**TASK TO CARRY OUT:** Repeat each record exactly. Any picture gets left out.

**DATA TO PROCESS:**

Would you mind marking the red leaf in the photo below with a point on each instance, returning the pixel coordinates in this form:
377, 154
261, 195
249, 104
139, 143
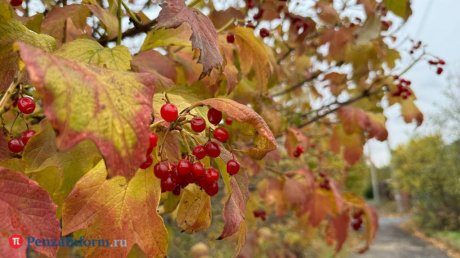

**EXPECTED ANSWER:**
Would you mind marking the red leaf in the photo below with a point on each instance, returning the pixel coordinates in this form:
377, 154
261, 195
249, 104
139, 143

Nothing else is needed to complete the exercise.